--- BEGIN ---

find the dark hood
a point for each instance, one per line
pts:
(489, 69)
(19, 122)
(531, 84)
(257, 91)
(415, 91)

--- END ---
--- BEGIN ---

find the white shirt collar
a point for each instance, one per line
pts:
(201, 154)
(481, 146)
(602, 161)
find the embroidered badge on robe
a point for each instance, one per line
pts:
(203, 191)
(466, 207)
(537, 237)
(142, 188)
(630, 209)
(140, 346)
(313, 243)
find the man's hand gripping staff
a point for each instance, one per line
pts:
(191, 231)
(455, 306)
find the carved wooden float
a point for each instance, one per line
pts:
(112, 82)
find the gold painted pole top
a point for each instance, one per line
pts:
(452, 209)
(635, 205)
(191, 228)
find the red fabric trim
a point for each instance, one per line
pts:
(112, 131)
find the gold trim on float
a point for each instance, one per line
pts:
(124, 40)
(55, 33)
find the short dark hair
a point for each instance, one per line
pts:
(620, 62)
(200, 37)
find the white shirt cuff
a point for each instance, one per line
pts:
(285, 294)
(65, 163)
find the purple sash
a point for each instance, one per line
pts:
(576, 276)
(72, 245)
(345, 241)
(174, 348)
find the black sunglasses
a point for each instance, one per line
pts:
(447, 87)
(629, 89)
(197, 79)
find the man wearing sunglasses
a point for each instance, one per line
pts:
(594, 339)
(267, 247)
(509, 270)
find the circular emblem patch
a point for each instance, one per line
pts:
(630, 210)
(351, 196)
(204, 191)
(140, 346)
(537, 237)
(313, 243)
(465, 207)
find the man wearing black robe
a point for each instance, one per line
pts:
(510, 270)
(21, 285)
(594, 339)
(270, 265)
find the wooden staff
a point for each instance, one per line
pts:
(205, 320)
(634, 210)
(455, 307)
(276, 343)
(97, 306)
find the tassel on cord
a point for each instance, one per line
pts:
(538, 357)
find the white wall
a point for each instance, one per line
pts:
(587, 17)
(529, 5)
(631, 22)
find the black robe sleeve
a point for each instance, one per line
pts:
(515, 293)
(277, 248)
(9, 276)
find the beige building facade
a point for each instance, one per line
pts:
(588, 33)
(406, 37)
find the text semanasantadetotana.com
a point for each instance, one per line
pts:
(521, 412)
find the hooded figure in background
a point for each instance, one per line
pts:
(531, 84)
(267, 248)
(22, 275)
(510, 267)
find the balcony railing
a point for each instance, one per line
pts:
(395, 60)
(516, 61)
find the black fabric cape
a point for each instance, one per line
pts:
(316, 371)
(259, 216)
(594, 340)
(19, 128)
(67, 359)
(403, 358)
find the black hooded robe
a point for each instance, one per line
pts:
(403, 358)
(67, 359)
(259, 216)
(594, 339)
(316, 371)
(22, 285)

--- END ---

**Work instructions**
List each line of the entries above that contains the word "robe".

**Worked solution**
find the embroidered badge on robe
find the man wearing black robe
find the black robe sleeve
find the black hooded robe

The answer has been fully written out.